→ **TÂCHES**
A. Dans l'article sur Vichy et la polémique Zemmour, relevez toutes les catégories de personnes que certaines dispositions de Vichy prévoyaient d'exempter.
B. Selon l'article sur Vichy et la polémique Zemmour, quelle fonction Xavier Vallat occupait-il ?
C. Prolongez l'article sur Vichy et la polémique Zemmour à la suite du dernier passage affiché.

→ **EXTRAIT CITÉ**
Polémique Zemmour : « Vichy, une collaboration active et lamentable »

LE MONDE | 18.10.2014 à 11h49 • Mis à jour le 18.10.2014 à 12h31

*« Le Suicide français », essai du polémiste Eric Zemmour, connaît un grand
succès de librairie. Largement entretenu par un passage dans lequel il
soutient l'idée selon laquelle le gouvernement de Vichy aurait décidé de «
sacrifier les juifs étrangers pour sauver les juifs français ». De grands
historiens de la période vichyste démontent son argumentation. Mais de quoi
se livre est-il le symptôme ?*

Dans sa longue complainte sur le déclin de la France, Eric Zemmour laisse
percer un mince rayon de lumière : au moins la France de Vichy parvint-elle
à sauver 75 % des juifs de France du monstre nazi…

Il est difficile de croire qu’il a véritablement lu les statuts de Vichy
concernant les juifs. Aucune « préférence nationale » n’y apparaît. Toutes
les mesures de Vichy concernant les juifs visaient autant les citoyens
français que les immigrés, mise à part celle du 4 octobre 1940 ordonnant
l’internement des *« ressortissants étrangers de race juive ».*Certaines
dispositions, il est vrai, furent prises afin d’exempter les vétérans de
guerre et les juifs qui avaient rendu à la France des services particuliers
(qui n’étaient pas nécessairement citoyens français), ainsi que des
familles installées dans l’Hexagone depuis cinq générations. Dans les
faits, toutefois, peu de personnes bénéficièrent de ces exemptions, et il
arriva que certaines d’entre elles finissent par être déportées.

Le régime de Vichy appliqua ses mesures de restriction aux juifs avec zèle.
Des chercheurs français établirent le chiffre précis de ceux qui furent
exclus de la fonction publique et interdits d’exercer leur profession. La
commission Mattéoli a déterminé très exactement combien d’entre eux furent
victimes de spoliations. Les juifs français, davantage intégrés que les
immigrés, ont particulièrement souffert de ces mesures. Lorsque les
déportations débutèrent, ils étaient déjà extrêmement fragilisés par la
perte de leurs professions et de leurs biens.
ANTISÉMITISME CULTUREL FRANÇAIS

Les juifs assimilés comme Léon Blum furent les cibles d’un opprobre tout
particulier. Xavier Vallat, le premier commissaire général aux questions
juives, brouillait la différence existant prétendument entre
l’antisémitisme culturel français et l’antisémitisme racial allemand.
Vallat était convaincu que des juifs comme Blum, bien que nés français,
étaient fondamentalement incapables de devenir d’authentiques Français.

Tous les historiens ayant travaillé sérieusement sur la France de Vichy
détectent un changement à l’été 1942. Lorsque la « solution finale »

→ **ENREGISTREMENTS DU JEU**
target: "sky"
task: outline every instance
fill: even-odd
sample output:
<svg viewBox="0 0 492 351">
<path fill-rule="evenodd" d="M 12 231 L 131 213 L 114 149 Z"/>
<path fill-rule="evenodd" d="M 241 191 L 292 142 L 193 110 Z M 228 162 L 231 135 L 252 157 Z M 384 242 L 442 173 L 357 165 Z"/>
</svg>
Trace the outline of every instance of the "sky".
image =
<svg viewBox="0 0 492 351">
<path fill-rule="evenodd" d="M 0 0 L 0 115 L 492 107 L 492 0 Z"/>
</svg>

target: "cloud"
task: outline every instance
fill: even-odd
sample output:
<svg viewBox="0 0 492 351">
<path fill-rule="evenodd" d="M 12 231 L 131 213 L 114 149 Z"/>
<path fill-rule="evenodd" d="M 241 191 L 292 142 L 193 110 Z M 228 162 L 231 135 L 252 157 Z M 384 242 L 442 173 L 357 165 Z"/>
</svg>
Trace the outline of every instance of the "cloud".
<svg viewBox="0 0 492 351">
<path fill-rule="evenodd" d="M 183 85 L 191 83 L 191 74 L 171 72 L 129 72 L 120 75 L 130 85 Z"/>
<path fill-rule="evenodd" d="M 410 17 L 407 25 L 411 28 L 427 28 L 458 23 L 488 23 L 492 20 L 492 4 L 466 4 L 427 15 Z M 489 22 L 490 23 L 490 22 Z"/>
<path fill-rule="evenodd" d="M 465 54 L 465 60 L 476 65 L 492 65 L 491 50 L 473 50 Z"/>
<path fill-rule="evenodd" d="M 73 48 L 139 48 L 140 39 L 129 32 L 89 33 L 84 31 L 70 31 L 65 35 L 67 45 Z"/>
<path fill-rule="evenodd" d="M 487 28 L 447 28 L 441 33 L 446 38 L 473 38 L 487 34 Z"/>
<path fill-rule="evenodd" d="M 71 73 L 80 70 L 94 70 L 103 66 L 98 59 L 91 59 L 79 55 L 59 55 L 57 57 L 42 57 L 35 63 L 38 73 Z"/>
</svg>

→ **RÉPONSES CI-DESSOUS**
A.
- Les vétérans de guerre
- Les juifs qui avaient rendu à la France des services particuliers
- Les familles installées dans l'Hexagone depuis cinq générations

B. Il était le premier commissaire général aux questions juives.

C.
commença à être mise en œuvre en France, avec les arrestations de masse, et
la séparation des mères de leurs enfants. Même ceux qui s’étaient récemment
plaints du nombre trop élevé à leurs yeux d’immigrés montrèrent de la
répulsion. Cinq évêques dénoncèrent ces arrestations. Pierre Laval, le chef
du gouvernement, n’obtint qu’un report de l’arrestation des juifs français.
Les Allemands acceptèrent de déporter en priorité les juifs étrangers,
pourvu que la police française assure un nombre suffisant pour remplir les
trains. Ils dirent toujours très clairement à Laval qu’ils finiraient par
s’occuper des juifs français aussi. Il n’y eut jamais aucun accord, ni
écrit ni oral, sur cette question.

En fin de compte, les Allemands s’emparèrent de tous ceux qu’ils purent,
français ou non. Un tiers des 76 000 juifs déportés était des citoyens
français, dont, il est vrai, des enfants nés en France de parents immigrés.
L’extermination de 25 % des juifs de France ne fut pas une issue positive.
La France avait bien plus de possibilités de dissimuler les juifs que la
Belgique et les Pays-Bas, où la présence allemande était plus forte.
L’exemple de l’Italie permet d’établir une meilleure comparaison.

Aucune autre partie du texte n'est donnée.